Requirement -
Which lines in the material below contain the word "beard"? Copy each of them.
○ ○ ○ ○
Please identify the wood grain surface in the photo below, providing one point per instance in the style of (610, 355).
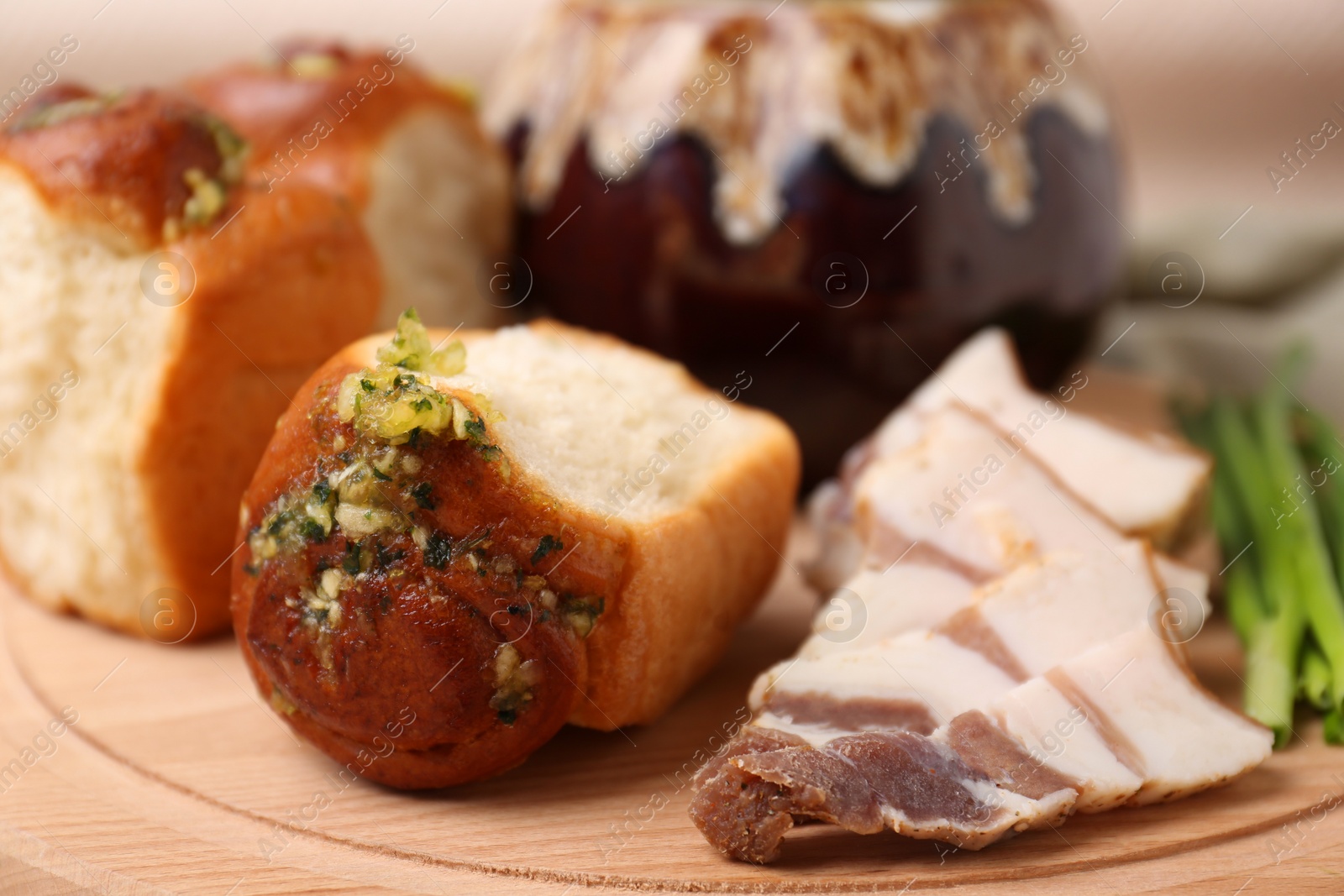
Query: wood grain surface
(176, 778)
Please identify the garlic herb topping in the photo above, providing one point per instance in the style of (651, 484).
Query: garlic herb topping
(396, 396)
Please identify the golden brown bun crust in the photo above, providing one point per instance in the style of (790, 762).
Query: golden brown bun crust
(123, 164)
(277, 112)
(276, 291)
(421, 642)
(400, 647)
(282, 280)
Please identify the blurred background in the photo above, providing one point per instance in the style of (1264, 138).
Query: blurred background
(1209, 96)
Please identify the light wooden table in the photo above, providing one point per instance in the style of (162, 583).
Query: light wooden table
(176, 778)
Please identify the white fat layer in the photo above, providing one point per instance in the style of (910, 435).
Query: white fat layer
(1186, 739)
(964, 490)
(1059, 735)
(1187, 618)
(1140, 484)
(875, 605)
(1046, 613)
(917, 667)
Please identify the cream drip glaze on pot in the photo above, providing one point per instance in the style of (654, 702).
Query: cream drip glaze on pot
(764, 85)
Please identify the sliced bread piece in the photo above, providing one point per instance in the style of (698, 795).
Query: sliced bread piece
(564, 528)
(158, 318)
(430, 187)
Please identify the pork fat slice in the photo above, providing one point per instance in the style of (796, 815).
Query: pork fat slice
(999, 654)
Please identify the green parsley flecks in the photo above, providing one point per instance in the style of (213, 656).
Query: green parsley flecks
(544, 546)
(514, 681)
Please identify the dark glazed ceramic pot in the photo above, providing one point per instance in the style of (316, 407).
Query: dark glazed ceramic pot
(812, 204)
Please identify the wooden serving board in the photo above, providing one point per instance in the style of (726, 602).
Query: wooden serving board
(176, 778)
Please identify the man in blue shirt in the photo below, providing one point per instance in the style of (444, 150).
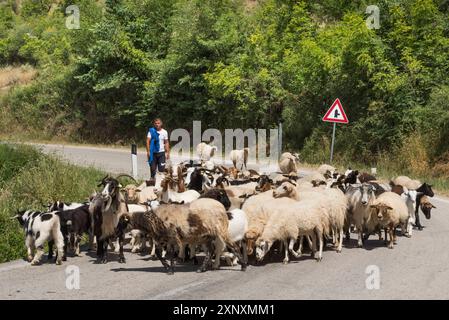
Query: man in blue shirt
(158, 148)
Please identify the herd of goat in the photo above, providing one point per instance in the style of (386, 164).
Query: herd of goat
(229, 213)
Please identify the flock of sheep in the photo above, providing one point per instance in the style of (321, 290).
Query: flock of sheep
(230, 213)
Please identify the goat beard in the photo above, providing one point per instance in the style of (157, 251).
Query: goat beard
○ ○ ○ ○
Answer to this task -
Please identify the goat beard in the photo above, providing one point per instance in the style of (157, 251).
Query: goat beard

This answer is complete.